What the task asks: Convert the records below into a JSON list of strings, one string per line, omitting blank lines.

::: Provided data

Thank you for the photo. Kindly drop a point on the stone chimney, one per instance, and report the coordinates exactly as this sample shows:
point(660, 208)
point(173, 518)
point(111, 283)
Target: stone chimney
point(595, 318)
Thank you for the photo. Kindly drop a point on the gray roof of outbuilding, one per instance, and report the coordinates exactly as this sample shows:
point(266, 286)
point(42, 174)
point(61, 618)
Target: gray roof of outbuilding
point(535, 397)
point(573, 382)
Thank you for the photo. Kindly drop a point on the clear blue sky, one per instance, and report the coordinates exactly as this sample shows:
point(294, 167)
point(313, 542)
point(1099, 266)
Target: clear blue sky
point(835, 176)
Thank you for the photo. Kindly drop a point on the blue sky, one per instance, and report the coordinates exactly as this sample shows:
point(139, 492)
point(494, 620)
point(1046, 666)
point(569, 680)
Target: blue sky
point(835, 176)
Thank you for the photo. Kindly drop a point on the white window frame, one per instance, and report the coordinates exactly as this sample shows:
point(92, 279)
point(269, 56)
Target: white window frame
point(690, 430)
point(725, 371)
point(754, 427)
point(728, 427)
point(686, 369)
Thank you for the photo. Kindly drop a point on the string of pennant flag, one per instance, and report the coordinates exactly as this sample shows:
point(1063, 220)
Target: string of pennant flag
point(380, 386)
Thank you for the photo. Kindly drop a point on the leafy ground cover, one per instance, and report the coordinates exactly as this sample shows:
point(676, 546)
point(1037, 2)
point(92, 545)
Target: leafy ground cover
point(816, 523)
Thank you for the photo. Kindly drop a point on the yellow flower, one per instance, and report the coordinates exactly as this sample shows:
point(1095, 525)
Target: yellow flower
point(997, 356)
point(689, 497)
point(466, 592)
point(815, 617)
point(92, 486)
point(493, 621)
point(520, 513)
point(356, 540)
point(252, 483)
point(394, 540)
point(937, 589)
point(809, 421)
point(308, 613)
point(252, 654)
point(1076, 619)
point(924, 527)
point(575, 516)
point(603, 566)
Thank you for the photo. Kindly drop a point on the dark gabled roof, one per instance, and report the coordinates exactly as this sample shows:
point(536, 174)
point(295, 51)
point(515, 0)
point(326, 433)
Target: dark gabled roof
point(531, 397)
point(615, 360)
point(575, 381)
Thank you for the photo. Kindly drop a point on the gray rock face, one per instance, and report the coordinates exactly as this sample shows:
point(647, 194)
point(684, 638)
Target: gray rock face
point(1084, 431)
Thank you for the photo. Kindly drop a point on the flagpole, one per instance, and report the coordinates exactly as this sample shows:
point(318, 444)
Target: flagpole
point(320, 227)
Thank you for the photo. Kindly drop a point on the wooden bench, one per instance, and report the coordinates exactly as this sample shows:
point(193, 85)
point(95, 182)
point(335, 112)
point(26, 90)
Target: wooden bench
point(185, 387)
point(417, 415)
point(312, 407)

::::::

Solution:
[
  "Thank you for the photo. Kindly drop a point on the stone chimney, one per instance, and report the coordinates exactly as this sample shows:",
  "point(660, 208)",
  "point(173, 518)",
  "point(111, 283)",
  "Target: stone chimney",
  "point(595, 318)",
  "Thank you for the photo. Kindly drop a point on the gray roof of outbuilding, one per instance, and report the coordinates exactly as this sample shows:",
  "point(266, 286)",
  "point(42, 174)",
  "point(61, 618)",
  "Target: gray roof of outbuilding",
  "point(535, 397)",
  "point(573, 382)",
  "Thank you for the photo. Kindly drop a point on the clear blue sky, one per instance, and report the coordinates exactly as this sample shows:",
  "point(294, 167)",
  "point(313, 542)",
  "point(1099, 266)",
  "Target: clear blue sky",
  "point(835, 176)",
  "Thank you for the photo. Kindly drop a point on the blue sky, one per instance, and report the coordinates exactly as this sample shows:",
  "point(139, 492)",
  "point(494, 620)",
  "point(1046, 666)",
  "point(569, 680)",
  "Target: blue sky",
  "point(835, 176)",
  "Thank you for the photo. Kindly drop a point on the white window frame, one per instance, and report the coordinates exactly as this sample shows:",
  "point(92, 279)",
  "point(269, 56)",
  "Target: white window frame",
  "point(690, 430)",
  "point(725, 371)",
  "point(754, 427)",
  "point(728, 427)",
  "point(686, 369)",
  "Thank you for the photo. Kindly drop a point on the string of pennant flag, one per instance, and report the coordinates exactly as this sample shows:",
  "point(1063, 220)",
  "Target: string of pennant flag",
  "point(380, 386)",
  "Thank you for the photo. Kindly drop a point on the leafy ground cover, one per instance, and report the coordinates exactly as this sample shows:",
  "point(676, 546)",
  "point(1037, 2)",
  "point(92, 545)",
  "Target: leafy ground cover",
  "point(816, 523)",
  "Thank you for the photo. Kindly drop a point on the yellow flower, one per instance, and report the coordinates exactly as this sample shows:",
  "point(1095, 525)",
  "Target: yellow flower",
  "point(997, 356)",
  "point(689, 497)",
  "point(466, 592)",
  "point(815, 617)",
  "point(92, 486)",
  "point(493, 621)",
  "point(520, 513)",
  "point(356, 540)",
  "point(252, 483)",
  "point(394, 540)",
  "point(937, 589)",
  "point(809, 421)",
  "point(308, 613)",
  "point(252, 654)",
  "point(1076, 619)",
  "point(924, 527)",
  "point(575, 516)",
  "point(603, 566)",
  "Thank you for the photo. Kindly drop a point on the dark gabled roof, one per instance, and report the coordinates exactly as this sample shows:",
  "point(536, 174)",
  "point(295, 51)",
  "point(515, 0)",
  "point(326, 433)",
  "Target: dark gabled roof",
  "point(531, 397)",
  "point(615, 360)",
  "point(575, 381)",
  "Thank you for the photo. Kindly drop a point on the gray rock face, one per instance, and report the coordinates exactly as this sample shows:",
  "point(647, 194)",
  "point(684, 638)",
  "Target: gray rock face",
  "point(1084, 431)",
  "Thank you for the photo. Kindly drop a point on the flagpole, one per instance, and report the coordinates exactly as this sample shows:",
  "point(318, 444)",
  "Target: flagpole",
  "point(320, 227)",
  "Thank you for the photo. Kindly drop a point on the wooden bench, one per instance, and report the coordinates exactly as this sample shows:",
  "point(193, 85)",
  "point(95, 182)",
  "point(335, 112)",
  "point(26, 90)",
  "Target: wooden bench",
  "point(185, 387)",
  "point(417, 415)",
  "point(312, 407)"
]